**Task brief**
Write out the entries verbatim and leave the images out of the copy.
#####
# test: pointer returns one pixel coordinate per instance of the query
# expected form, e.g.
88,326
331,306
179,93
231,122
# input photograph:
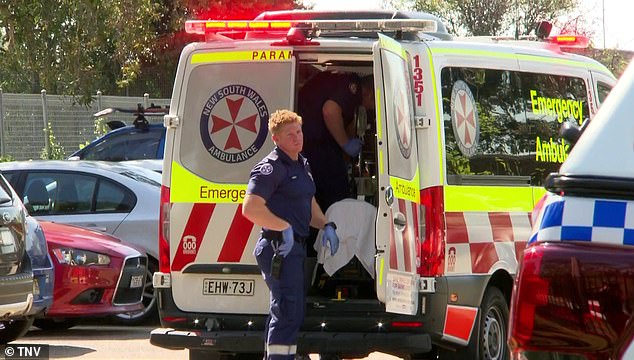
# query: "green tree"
73,47
494,17
159,66
55,150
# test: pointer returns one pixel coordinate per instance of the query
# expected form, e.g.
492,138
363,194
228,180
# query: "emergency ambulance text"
562,108
550,151
235,195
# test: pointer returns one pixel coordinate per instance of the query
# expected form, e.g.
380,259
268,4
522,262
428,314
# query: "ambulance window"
399,113
550,100
485,126
603,90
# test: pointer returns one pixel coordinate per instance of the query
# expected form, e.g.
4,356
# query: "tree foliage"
72,47
76,47
494,17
#####
**Task response**
# test: pointer returns one pixel coordinate per instance of the query
# expected form, e.g.
88,326
331,306
179,93
231,122
# input photograph:
# query: "green tree"
73,47
494,17
159,66
55,150
# test: pointer returns one pixel coordinate per instance of the query
# expected form, e.g.
492,138
363,194
228,180
# query: "emergency ambulance text"
562,108
550,151
235,195
# test: pointer returns one pixel coordinate per instance of the query
# expected form, e.g.
380,259
268,4
522,262
428,314
# query: "ambulance window"
399,113
550,100
485,126
603,90
# test: pointer returns one pixel coordinate per instance of the query
# expected form, e.g.
4,356
# query: "tree foliage"
72,47
76,47
494,17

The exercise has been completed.